Please revise the data below by changing every "Quickstart" to "Usage note" and leaving all other text as it is.
# # #
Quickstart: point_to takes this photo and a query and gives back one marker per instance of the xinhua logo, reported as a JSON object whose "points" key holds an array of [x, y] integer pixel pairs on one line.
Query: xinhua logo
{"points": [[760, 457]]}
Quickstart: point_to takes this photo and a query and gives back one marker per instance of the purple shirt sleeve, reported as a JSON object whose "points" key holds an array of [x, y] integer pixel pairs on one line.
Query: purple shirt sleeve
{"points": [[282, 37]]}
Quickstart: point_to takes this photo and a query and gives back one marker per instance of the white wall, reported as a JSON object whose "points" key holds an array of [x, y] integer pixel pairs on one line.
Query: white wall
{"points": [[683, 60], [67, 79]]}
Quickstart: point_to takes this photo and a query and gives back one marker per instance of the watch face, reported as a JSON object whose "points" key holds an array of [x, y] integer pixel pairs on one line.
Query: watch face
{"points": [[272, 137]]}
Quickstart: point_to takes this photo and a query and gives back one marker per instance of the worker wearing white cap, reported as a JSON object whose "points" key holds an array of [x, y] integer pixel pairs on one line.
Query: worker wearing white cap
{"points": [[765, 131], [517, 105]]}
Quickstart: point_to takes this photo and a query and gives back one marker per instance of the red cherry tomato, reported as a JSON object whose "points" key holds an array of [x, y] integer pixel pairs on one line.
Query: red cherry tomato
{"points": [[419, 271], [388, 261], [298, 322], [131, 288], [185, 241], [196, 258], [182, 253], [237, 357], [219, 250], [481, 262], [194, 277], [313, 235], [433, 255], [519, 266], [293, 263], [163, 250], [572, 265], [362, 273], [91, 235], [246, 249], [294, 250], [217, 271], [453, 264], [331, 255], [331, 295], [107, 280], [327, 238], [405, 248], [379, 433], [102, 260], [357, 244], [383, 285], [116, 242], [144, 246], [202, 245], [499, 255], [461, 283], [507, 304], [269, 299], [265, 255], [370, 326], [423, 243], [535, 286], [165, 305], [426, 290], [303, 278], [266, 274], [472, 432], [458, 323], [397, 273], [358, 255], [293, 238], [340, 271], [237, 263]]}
# # #
**Task response**
Usage note: point_to takes this photo and a query and gives back one marker per instance of the xinhua logo, reported as a JSON object whose "points" key holds an array of [x, y] integer pixel pairs on one line.
Query: xinhua logo
{"points": [[760, 457]]}
Usage note: point_to takes this photo and a query and gives back one marker per instance of the purple shirt sleeve, reported as a JSON object whose "points" key holds an array of [x, y] integer pixel pairs on one line.
Query: purple shirt sleeve
{"points": [[282, 37]]}
Usage note: point_to takes this photo and a query and gives back one marker per instance of the white wall, reported as a JSON object whose "points" key holds an array of [x, y] integer pixel pairs on one line.
Query: white wall
{"points": [[683, 60], [67, 79]]}
Usage note: point_to takes this photo and a query and gives back one marker per instance of the watch face, reported as a JSON object whose "points" key holds an array of [x, y] integer pixel pairs on one line.
Query: watch face
{"points": [[272, 137]]}
Usage note: point_to takes this photo and a query and gives back one marker per instance of the worker wearing white cap, reported as a JSON object whose "points" key holds an array of [x, y] integer pixel pairs on one line.
Query: worker wearing white cap
{"points": [[765, 131], [517, 105]]}
Usage note: point_to takes this photo and a query and gives back one marker per instance of the red cherry tomato, reported as a JSON object whose "points" key holds an array of [x, y] integer pixel pairs on one line.
Query: red cherry tomato
{"points": [[419, 271], [388, 261], [298, 322], [131, 288], [185, 241], [196, 258], [182, 253], [237, 357], [219, 250], [481, 262], [194, 277], [313, 235], [433, 255], [519, 266], [293, 263], [163, 250], [572, 265], [362, 273], [91, 235], [246, 249], [294, 250], [217, 271], [453, 264], [331, 255], [331, 295], [107, 280], [327, 238], [405, 248], [379, 433], [102, 260], [357, 244], [383, 285], [116, 242], [144, 246], [202, 245], [499, 255], [461, 283], [507, 304], [269, 299], [265, 255], [370, 326], [423, 243], [535, 286], [165, 305], [426, 290], [303, 278], [266, 274], [472, 432], [458, 323], [397, 273], [358, 255], [293, 238], [340, 271], [237, 263]]}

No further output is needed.